**** SELECTED PASSAGE ****

O’Kelly emphasized that a great supplier partnership with Advance Auto Parts starts with exceptional product data and technology that streamlines connectivity. In an era where digital ordering is the norm and customers rarely pick up the phone, the suppliers who make it easy to find, validate, and order their products are the ones that earn shelf space.

PDM Automotive at the 2026 MEMA Vision Conference

PDM Automotive was proud to attend the 2026 MEMA Vision Conference as both an exhibitor and the sponsor of the closing reception. The conference reinforced what we hear from our customers every day: product data quality and seamless digital connectivity are the foundation of aftermarket success.

PDM Automotive team at the MEMA Vision Conference 2026 closing reception sponsored by PDM Automotive
The PDM Automotive team at the closing reception, proudly sponsored by PDM Automotive.

If you’re looking to strengthen your product data, improve your catalog connectivity, and position your brand for the future of aftermarket e-commerce, we’d love to connect.

What the MEMA Vision Conference means for aftermarket suppliers

The 2026 MEMA Vision Conference painted a picture of an industry at an inflection point. Demand fundamentals remain strong — aging fleets, increasing vehicle complexity, and longer ownership cycles continue to drive growth. But the competitive landscape is shifting rapidly.

Five priorities emerged clearly across every session:

  • Data quality is non-negotiable. It’s no longer a back-office function — it’s a sales driver and increasingly a market access requirement.
  • AI demands strategic leadership, not just IT projects. Start small, but start with intent.
  • Customer relationships must be backed by execution. Fill rates, lead times, communication, and field support are the basics that separate top suppliers.
  • The workforce challenge is real on both sides. Technician shortages constrain demand realization; next-gen leader development determines supplier competitiveness.

**** RAW DATA ****

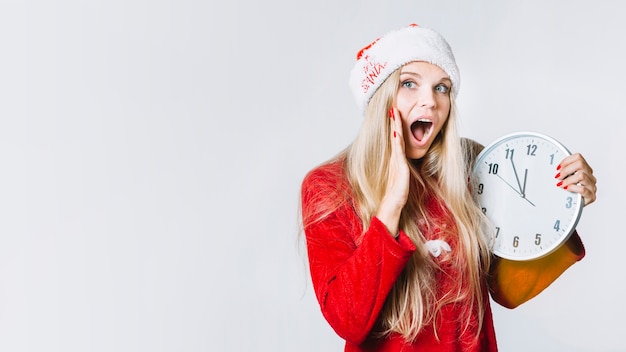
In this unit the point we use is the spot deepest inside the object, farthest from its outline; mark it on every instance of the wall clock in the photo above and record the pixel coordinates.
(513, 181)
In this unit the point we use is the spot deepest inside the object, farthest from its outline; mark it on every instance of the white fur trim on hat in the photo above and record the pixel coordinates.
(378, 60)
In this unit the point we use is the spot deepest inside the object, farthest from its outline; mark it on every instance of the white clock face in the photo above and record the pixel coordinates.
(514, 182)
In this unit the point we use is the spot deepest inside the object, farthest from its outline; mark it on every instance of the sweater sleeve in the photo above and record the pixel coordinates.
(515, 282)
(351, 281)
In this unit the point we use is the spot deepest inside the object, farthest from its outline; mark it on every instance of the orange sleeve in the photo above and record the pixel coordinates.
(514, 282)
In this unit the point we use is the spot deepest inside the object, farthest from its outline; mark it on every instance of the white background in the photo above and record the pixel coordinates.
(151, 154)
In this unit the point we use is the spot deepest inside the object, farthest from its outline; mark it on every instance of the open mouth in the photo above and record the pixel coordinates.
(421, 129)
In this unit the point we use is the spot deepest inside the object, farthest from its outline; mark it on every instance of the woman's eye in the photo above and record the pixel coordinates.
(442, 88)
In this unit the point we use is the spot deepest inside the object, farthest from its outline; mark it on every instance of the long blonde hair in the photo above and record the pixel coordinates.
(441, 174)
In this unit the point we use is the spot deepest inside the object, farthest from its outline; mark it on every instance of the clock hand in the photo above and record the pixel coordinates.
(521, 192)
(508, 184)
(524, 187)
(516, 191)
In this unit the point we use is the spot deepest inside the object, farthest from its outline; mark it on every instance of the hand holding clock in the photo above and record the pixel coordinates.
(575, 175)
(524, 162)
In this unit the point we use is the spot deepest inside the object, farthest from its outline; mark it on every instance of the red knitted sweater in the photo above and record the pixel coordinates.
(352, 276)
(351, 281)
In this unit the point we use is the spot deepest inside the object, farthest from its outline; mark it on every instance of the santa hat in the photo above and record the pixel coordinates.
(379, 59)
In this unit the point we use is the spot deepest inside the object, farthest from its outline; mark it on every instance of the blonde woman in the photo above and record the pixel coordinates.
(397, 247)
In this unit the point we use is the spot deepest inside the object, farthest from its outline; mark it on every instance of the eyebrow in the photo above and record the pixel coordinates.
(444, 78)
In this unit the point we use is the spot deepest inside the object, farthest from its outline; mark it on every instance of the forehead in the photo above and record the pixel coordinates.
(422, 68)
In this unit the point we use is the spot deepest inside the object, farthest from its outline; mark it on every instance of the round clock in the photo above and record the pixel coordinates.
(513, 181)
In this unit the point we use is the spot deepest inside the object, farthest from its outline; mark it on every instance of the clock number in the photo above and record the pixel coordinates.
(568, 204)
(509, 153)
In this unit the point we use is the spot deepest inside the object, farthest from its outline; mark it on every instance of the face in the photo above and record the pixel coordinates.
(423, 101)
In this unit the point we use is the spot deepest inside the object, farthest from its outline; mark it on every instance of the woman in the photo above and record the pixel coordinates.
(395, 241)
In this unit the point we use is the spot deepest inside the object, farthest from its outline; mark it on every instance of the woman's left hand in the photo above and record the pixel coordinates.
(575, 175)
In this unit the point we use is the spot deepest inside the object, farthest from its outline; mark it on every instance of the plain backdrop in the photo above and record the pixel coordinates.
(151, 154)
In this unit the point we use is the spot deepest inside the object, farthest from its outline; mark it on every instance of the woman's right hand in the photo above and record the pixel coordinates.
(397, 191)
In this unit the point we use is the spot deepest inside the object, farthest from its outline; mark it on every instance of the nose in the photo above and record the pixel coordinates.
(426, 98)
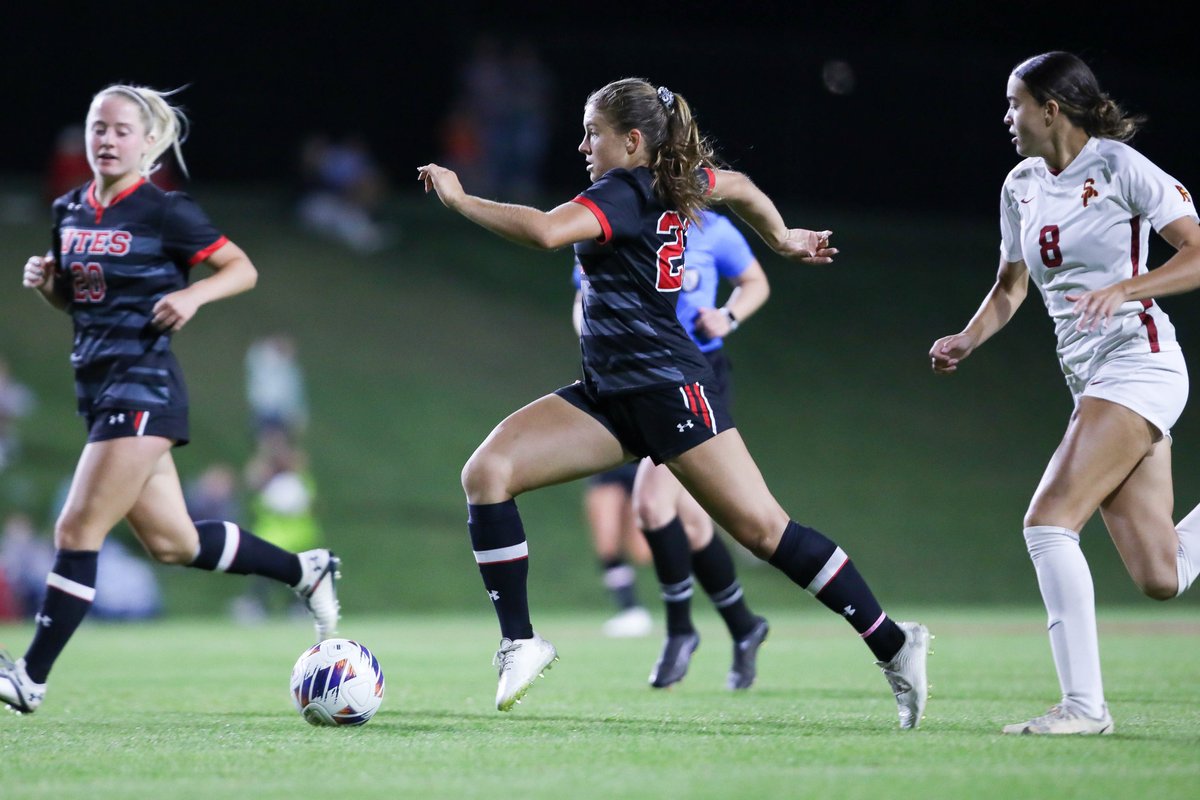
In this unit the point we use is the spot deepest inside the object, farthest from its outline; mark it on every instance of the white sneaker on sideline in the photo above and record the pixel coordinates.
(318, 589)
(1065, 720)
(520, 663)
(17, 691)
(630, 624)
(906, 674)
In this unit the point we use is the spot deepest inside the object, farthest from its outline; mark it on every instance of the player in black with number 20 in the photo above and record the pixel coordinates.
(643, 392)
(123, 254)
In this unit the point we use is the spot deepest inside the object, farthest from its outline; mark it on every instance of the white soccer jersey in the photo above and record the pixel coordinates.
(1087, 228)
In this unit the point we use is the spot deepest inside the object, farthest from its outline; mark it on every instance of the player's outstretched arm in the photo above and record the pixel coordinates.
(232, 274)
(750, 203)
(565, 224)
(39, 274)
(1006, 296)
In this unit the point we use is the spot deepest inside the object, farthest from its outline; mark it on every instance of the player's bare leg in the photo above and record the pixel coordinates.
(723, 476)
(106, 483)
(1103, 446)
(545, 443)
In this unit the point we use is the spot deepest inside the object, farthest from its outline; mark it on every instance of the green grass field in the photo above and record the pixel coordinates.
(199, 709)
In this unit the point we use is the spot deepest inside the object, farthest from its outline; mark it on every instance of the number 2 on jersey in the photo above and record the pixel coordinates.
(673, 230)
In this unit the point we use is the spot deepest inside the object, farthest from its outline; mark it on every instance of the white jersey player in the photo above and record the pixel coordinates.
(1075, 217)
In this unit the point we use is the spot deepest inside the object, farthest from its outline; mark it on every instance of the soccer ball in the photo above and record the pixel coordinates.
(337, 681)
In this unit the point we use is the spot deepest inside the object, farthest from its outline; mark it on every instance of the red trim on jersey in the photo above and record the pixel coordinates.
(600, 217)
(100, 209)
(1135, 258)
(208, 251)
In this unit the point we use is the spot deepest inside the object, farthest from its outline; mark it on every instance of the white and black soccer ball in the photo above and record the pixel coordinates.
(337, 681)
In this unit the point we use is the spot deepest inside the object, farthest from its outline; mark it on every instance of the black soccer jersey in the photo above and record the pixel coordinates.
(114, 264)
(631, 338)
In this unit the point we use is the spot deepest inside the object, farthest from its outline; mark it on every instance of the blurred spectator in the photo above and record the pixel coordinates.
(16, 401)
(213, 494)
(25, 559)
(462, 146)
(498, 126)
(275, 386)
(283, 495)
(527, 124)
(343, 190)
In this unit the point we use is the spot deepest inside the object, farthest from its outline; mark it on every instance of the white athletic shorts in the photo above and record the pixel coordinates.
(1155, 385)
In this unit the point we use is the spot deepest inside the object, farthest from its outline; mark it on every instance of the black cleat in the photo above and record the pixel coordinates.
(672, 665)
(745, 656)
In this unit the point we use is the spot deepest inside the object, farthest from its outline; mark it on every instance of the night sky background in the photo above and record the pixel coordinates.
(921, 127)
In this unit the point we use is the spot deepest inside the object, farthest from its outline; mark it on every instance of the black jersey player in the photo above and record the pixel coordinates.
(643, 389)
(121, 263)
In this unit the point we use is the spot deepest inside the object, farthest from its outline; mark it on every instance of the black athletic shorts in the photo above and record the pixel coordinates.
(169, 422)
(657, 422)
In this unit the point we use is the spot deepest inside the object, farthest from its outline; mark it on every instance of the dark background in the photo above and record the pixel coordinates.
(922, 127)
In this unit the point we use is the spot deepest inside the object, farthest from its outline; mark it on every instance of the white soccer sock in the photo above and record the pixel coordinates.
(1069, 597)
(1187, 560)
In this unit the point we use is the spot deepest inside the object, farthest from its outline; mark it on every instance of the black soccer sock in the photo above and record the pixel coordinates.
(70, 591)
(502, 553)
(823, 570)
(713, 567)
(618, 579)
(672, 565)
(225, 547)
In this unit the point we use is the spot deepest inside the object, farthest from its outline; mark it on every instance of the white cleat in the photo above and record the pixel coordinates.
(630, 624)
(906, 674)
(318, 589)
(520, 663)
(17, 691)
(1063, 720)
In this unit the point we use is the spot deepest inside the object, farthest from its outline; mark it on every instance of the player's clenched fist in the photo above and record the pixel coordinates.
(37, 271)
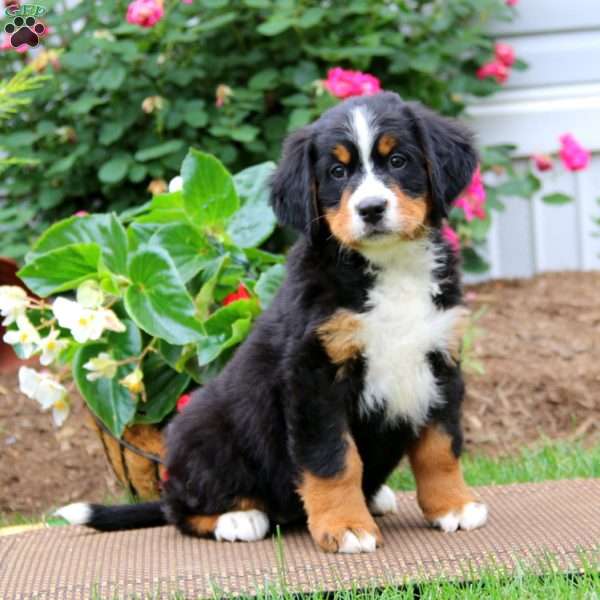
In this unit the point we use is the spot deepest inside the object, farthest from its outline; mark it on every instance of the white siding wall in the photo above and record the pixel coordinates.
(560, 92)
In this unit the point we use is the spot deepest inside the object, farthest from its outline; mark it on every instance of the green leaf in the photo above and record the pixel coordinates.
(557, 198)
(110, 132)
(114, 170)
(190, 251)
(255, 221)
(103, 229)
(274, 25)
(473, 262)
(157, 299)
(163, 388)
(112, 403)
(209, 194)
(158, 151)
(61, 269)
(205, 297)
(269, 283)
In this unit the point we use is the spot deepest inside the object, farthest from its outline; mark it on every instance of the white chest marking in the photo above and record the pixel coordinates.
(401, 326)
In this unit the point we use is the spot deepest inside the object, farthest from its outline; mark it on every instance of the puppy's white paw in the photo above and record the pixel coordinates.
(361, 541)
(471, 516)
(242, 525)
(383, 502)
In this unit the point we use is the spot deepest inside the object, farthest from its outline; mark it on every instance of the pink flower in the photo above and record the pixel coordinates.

****

WORK INSTRUCTION A:
In the MEMA conference article, why do aftermarket demand fundamentals remain strong? Answer in one to three sentences.
WORK INSTRUCTION B:
Answer these questions on the MEMA conference article, one line each:
(i) In which two roles did PDM Automotive attend the 2026 MEMA Vision Conference?
(ii) How many priorities emerged across every session?
(iii) What constrains demand realization?
WORK INSTRUCTION C:
Continue the MEMA conference article from its last sentence.

EXPECTED ANSWER A:
Aftermarket demand fundamentals remain strong because aging fleets, increasing vehicle complexity, and longer ownership cycles continue to drive growth.

EXPECTED ANSWER B:
(i) As an exhibitor and as the sponsor of the closing reception.
(ii) Five.
(iii) Technician shortages.

EXPECTED ANSWER C:
  • Structural change is accelerating. Agentic commerce, ADAS complexity, and consolidation are reshaping how parts are discovered, ordered, and installed.

The aftermarket is a $287 billion industry with strong structural tailwinds. The question isn’t whether it will grow — it’s which suppliers will capture that growth.

Frequently Asked Questions

What is the MEMA Vision Conference?

The MEMA Aftermarket Suppliers Vision Conference is an annual one-day event hosted by MEMA (The Vehicle Suppliers Association). It brings together aftermarket industry leaders, analysts, and executives to discuss economic trends, technology shifts, and strategic challenges facing the automotive aftermarket.

When and where was the 2026 MEMA Vision Conference held?

The 2026 MEMA Vision Conference was held on April 15, 2026, at The Henry Hotel in Dearborn, Michigan.

What is agentic commerce and how does it affect the aftermarket?

Agentic commerce refers to AI agents that initiate, compare, and complete purchases on behalf of consumers. Morgan Stanley projects it could represent 10–20% of e-commerce by 2030. For aftermarket suppliers, product data quality and digital catalog completeness will increasingly determine which parts AI-driven purchasing systems select.

Why is product data quality becoming a market access issue?

Distributors and retailers increasingly rely on digital catalogs and online ordering. Weak or incomplete product data means your parts may not appear in search results or be selected by automated ordering systems — effectively locking you out of sales opportunities.

How are aftermarket suppliers using AI today?

According to data presented at the 2026 MEMA Vision Conference, 93% of manufacturers have adopted AI in some form, primarily in customer service (60%), inventory management (42%), and product development (36%). However, only 5% are seeing significant revenue impact, suggesting most companies need to move beyond pilot projects to deeper workflow integration.

What were the key economic concerns at the 2026 MEMA Vision Conference?

Key concerns included accelerating inflation (core PCE at 3.7%), slowing job growth, consumer spending driven by credit rather than income, and geopolitical risks including energy price shocks. For the aftermarket, these create both opportunity (longer vehicle ownership) and risk (deferred maintenance due to affordability pressure).